INFORMATION SHOWN:
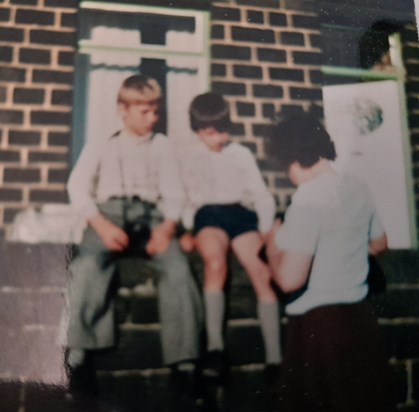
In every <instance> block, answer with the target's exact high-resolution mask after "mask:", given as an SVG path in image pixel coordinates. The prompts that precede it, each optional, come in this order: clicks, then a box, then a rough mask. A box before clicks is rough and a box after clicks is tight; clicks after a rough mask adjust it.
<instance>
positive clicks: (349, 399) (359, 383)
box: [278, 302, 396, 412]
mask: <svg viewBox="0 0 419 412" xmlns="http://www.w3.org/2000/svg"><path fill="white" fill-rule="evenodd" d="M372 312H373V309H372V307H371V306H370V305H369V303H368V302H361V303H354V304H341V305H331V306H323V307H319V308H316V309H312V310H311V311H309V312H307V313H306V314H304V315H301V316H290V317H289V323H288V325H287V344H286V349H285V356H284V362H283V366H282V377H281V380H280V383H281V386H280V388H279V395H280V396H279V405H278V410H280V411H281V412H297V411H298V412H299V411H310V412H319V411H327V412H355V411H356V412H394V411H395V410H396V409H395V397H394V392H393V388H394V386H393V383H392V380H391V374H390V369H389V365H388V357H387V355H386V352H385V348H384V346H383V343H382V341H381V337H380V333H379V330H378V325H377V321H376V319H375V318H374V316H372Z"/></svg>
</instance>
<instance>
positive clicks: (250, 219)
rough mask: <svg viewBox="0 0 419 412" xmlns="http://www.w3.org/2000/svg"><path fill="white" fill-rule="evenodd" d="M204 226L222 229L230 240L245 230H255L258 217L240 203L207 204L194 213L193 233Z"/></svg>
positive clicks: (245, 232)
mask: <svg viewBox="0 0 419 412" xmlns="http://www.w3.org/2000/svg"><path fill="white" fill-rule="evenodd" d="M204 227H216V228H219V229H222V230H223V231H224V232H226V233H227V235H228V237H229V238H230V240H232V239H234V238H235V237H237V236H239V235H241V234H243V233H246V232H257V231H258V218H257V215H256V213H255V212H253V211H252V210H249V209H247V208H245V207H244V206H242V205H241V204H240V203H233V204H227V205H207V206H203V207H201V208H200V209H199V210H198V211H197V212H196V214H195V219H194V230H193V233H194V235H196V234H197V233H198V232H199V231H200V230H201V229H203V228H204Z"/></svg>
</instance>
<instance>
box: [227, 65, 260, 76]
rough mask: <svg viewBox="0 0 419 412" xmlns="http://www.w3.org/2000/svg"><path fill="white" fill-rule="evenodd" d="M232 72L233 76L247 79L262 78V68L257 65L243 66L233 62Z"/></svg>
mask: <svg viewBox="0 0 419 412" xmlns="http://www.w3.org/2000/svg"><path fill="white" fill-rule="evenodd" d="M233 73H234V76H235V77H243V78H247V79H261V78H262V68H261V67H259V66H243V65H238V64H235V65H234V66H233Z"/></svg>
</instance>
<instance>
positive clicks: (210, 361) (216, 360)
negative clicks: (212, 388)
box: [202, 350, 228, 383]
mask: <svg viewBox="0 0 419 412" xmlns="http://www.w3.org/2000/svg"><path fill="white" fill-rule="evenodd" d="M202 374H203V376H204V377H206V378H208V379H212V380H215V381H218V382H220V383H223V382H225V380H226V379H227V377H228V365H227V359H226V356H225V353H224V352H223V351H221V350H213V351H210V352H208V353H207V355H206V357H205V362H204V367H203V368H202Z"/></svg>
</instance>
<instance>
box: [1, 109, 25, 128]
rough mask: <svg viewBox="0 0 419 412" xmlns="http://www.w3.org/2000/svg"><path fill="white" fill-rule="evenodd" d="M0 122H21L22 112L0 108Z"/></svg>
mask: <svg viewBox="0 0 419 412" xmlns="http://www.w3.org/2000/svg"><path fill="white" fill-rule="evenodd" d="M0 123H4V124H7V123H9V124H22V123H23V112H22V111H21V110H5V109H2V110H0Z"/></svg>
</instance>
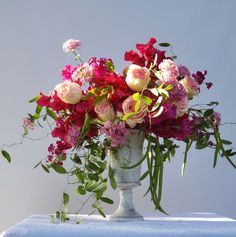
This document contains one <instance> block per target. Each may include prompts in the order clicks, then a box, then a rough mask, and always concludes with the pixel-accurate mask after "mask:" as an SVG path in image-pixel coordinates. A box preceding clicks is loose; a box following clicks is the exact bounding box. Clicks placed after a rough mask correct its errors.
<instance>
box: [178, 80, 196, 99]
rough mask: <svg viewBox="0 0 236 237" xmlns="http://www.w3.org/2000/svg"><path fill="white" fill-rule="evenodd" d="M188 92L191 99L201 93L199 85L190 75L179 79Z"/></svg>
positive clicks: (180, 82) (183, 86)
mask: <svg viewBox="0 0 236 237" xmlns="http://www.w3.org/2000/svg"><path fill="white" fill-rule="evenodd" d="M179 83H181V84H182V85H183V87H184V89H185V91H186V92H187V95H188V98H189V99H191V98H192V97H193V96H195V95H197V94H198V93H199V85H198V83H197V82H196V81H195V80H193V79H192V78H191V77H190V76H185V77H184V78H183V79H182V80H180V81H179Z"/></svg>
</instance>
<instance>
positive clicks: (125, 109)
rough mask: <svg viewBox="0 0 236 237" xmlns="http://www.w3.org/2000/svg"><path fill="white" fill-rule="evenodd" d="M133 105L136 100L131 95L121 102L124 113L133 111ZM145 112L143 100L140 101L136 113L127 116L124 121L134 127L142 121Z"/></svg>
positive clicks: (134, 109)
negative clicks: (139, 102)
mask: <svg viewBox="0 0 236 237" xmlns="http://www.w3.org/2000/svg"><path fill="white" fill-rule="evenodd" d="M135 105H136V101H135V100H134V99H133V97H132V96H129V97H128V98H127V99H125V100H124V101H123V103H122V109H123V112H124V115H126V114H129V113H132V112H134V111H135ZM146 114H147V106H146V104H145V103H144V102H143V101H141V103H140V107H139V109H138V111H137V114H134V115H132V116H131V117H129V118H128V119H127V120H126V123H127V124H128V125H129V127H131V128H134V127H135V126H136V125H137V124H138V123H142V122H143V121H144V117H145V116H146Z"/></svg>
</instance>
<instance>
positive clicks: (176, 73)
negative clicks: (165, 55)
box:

GOAL OF THE EXERCISE: Reproduce all of the material above word for word, leaving out the pictures.

EXERCISE RESULT:
In every <instance> block, answer with the target's exact high-resolution mask after "mask:", given as an SVG path in image pixel coordinates. The prompts that precede it, each optional, come in this order: clicks, then a box, then a rough mask. A box before clicks is rough and a box after clicks is tight; clicks after a rough mask adjust it.
<instance>
positive clicks: (349, 399) (359, 383)
box: [278, 302, 396, 412]
mask: <svg viewBox="0 0 419 412" xmlns="http://www.w3.org/2000/svg"><path fill="white" fill-rule="evenodd" d="M372 312H373V309H372V307H371V306H370V305H369V303H368V302H361V303H354V304H341V305H331V306H323V307H319V308H316V309H312V310H311V311H309V312H307V313H306V314H304V315H301V316H290V317H289V323H288V325H287V344H286V349H285V356H284V362H283V366H282V377H281V380H280V383H281V386H280V388H279V395H280V396H279V405H278V410H280V411H281V412H297V411H298V412H299V411H310V412H319V411H327V412H355V411H356V412H394V411H395V410H396V409H395V397H394V392H393V388H394V386H393V383H392V380H391V374H390V369H389V365H388V357H387V355H386V352H385V348H384V346H383V343H382V341H381V337H380V333H379V330H378V325H377V321H376V319H375V318H374V316H372Z"/></svg>
</instance>
<instance>
positive clicks: (250, 219)
rough mask: <svg viewBox="0 0 419 412" xmlns="http://www.w3.org/2000/svg"><path fill="white" fill-rule="evenodd" d="M204 226L222 229L230 240L245 230H255L258 217L240 203L207 204L194 213L193 233Z"/></svg>
positive clicks: (245, 232)
mask: <svg viewBox="0 0 419 412" xmlns="http://www.w3.org/2000/svg"><path fill="white" fill-rule="evenodd" d="M204 227H216V228H219V229H222V230H223V231H224V232H226V233H227V235H228V237H229V238H230V240H232V239H234V238H235V237H237V236H239V235H241V234H243V233H246V232H257V231H258V218H257V215H256V213H255V212H253V211H252V210H249V209H247V208H245V207H244V206H242V205H241V204H240V203H233V204H227V205H207V206H203V207H201V208H200V209H199V210H198V211H197V212H196V214H195V219H194V230H193V233H194V235H196V234H197V233H198V232H199V231H200V230H201V229H203V228H204Z"/></svg>
</instance>
<instance>
box: [227, 65, 260, 76]
rough mask: <svg viewBox="0 0 419 412" xmlns="http://www.w3.org/2000/svg"><path fill="white" fill-rule="evenodd" d="M232 72L233 76L247 79L262 78V68L257 65L243 66L233 62Z"/></svg>
mask: <svg viewBox="0 0 419 412" xmlns="http://www.w3.org/2000/svg"><path fill="white" fill-rule="evenodd" d="M233 73H234V76H235V77H243V78H247V79H261V78H262V68H261V67H259V66H243V65H238V64H235V65H234V66H233Z"/></svg>
</instance>
<instance>
positive clicks: (210, 361) (216, 360)
negative clicks: (212, 388)
box: [202, 350, 228, 383]
mask: <svg viewBox="0 0 419 412" xmlns="http://www.w3.org/2000/svg"><path fill="white" fill-rule="evenodd" d="M202 374H203V376H204V377H206V378H208V379H212V380H215V381H218V382H220V383H223V382H225V380H226V379H227V377H228V365H227V359H226V356H225V353H224V352H223V351H221V350H213V351H210V352H208V353H207V355H206V357H205V362H204V367H203V368H202Z"/></svg>
</instance>
<instance>
box: [1, 109, 25, 128]
rough mask: <svg viewBox="0 0 419 412" xmlns="http://www.w3.org/2000/svg"><path fill="white" fill-rule="evenodd" d="M0 122H21L22 112L0 108Z"/></svg>
mask: <svg viewBox="0 0 419 412" xmlns="http://www.w3.org/2000/svg"><path fill="white" fill-rule="evenodd" d="M0 123H4V124H7V123H9V124H22V123H23V112H22V111H21V110H5V109H2V110H0Z"/></svg>
</instance>
This document contains one <instance> block per target. Each may include prompts in the order clicks, then a box, then a rough mask, and always concludes with the pixel-accurate mask after "mask:" as an SVG path in image-pixel coordinates. A box preceding clicks is loose; a box following clicks is the exact bounding box. Clicks placed after a rough mask correct its errors.
<instance>
box: [178, 80, 196, 99]
rough mask: <svg viewBox="0 0 236 237" xmlns="http://www.w3.org/2000/svg"><path fill="white" fill-rule="evenodd" d="M188 92L191 99L201 93L199 85L190 75L179 79Z"/></svg>
positive clicks: (180, 82) (183, 86)
mask: <svg viewBox="0 0 236 237" xmlns="http://www.w3.org/2000/svg"><path fill="white" fill-rule="evenodd" d="M179 83H181V84H182V85H183V87H184V89H185V91H186V92H187V95H188V98H189V99H191V98H192V97H193V96H195V95H197V94H198V93H199V85H198V83H197V82H196V81H195V80H193V79H192V78H191V77H190V76H185V77H184V78H183V79H182V80H180V81H179Z"/></svg>
</instance>
<instance>
positive clicks: (125, 109)
rough mask: <svg viewBox="0 0 236 237" xmlns="http://www.w3.org/2000/svg"><path fill="white" fill-rule="evenodd" d="M133 105L136 100L131 95L121 102L124 113L133 111ZM145 112L143 100L140 101L136 113L127 116L124 121L134 127L142 121Z"/></svg>
positive clicks: (134, 109)
negative clicks: (139, 102)
mask: <svg viewBox="0 0 236 237" xmlns="http://www.w3.org/2000/svg"><path fill="white" fill-rule="evenodd" d="M135 105H136V101H135V100H134V99H133V97H132V96H129V97H128V98H127V99H125V100H124V101H123V103H122V109H123V112H124V115H126V114H129V113H132V112H134V111H135ZM146 114H147V106H146V104H145V103H144V102H143V101H141V103H140V107H139V109H138V111H137V114H134V115H132V116H131V117H129V118H128V119H127V120H126V123H127V124H128V125H129V127H131V128H134V127H135V126H136V125H137V124H138V123H142V122H143V121H144V117H145V116H146Z"/></svg>
</instance>
<instance>
positive clicks: (176, 73)
negative clicks: (165, 55)
box:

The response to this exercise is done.